_Consigne_
Dans le texte sur l'assurance maladie-invalidité ci-dessous, relevez toutes les conséquences auxquelles conduit la recherche de profit en assurance maladie.

_Texte à analyser_
────────────────────────────────────────
1. Maintenir au sein de la sécurité sociale un système d’assurance maladie-invalidité obligatoire maximal. La solidarité reste, en effet, le fondement le plus solide pour une assurance de soins de santé, avec une attention particulière pour les personnes malades, invalides, handicapées et les personnes les plus vulnérables. Rappelons que le système belge est l’un des plus efficaces et des moins coûteux du monde !
2. Le système d’assurance maladie-invalidité obligatoire, basé sur la solidarité, doit rester le terrain exclusif des mutualités assurant cette mission de service public sans but lucratif. La recherche de profit en assurance maladie conduit inexorablement à une segmentation du marché, à une sélection des risques et au transfert du coût des soins vers les patients.
────────────────────────────────────────
_Données enregistrées_
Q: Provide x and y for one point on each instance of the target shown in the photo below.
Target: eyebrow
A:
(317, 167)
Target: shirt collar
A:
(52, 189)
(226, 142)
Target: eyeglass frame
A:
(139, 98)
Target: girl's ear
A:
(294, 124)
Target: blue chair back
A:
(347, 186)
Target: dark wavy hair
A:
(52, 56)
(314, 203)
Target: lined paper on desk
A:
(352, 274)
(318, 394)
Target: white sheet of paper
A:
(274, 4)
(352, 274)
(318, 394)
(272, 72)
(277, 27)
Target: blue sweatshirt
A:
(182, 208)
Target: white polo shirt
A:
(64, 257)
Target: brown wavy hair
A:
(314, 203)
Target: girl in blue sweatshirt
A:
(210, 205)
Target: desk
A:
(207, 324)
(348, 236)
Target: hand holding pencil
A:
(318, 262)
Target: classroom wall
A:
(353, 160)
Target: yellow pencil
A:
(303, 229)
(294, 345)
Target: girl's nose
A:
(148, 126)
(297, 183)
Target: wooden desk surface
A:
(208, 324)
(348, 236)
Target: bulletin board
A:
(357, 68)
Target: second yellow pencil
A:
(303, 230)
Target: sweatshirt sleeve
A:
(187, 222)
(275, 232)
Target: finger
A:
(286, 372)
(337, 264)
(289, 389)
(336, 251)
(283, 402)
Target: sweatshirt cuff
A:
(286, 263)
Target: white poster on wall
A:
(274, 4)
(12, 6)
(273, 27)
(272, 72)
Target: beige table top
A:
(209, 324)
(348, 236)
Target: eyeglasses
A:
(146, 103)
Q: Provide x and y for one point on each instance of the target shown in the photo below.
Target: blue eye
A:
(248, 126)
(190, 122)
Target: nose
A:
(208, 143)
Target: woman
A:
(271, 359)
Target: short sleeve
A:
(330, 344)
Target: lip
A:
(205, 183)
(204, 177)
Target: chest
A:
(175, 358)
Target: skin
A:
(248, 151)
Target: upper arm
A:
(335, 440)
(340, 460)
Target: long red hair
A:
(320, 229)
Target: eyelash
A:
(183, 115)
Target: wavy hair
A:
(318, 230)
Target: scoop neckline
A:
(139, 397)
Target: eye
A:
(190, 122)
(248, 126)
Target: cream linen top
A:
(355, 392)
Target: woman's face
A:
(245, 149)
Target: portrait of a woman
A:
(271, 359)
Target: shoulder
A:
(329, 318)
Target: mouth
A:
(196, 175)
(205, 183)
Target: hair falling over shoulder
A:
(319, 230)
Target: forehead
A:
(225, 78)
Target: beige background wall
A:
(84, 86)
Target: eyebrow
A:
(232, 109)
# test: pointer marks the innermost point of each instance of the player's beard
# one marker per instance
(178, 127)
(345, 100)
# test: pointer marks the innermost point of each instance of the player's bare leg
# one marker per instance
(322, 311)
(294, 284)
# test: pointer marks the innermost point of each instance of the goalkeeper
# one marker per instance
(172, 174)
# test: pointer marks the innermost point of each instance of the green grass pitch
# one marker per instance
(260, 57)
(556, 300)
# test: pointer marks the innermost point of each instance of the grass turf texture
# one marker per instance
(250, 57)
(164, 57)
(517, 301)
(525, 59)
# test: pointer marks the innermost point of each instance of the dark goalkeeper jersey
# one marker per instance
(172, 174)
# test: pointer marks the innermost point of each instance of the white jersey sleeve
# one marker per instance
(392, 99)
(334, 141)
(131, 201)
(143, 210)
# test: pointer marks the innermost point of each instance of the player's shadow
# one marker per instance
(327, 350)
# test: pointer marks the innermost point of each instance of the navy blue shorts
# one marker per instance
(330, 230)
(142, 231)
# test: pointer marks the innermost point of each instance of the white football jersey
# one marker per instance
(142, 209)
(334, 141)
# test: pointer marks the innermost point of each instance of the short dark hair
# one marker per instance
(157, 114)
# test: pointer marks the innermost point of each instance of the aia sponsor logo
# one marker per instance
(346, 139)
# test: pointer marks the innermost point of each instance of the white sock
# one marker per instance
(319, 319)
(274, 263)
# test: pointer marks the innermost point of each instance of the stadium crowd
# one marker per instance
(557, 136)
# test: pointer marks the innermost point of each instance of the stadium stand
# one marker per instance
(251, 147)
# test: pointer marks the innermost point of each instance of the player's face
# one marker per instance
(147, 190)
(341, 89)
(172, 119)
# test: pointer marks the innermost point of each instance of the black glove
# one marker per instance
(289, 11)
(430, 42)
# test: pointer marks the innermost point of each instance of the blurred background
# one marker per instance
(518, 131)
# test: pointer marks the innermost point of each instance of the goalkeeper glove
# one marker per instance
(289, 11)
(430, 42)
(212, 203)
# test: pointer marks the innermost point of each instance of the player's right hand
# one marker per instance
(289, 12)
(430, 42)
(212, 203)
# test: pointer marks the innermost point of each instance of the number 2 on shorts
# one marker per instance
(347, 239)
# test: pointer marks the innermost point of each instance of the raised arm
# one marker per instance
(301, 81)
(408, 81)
────────────────────────────────────────
_Réponse_
- une segmentation du marché
- une sélection des risques
- le transfert du coût des soins vers les patients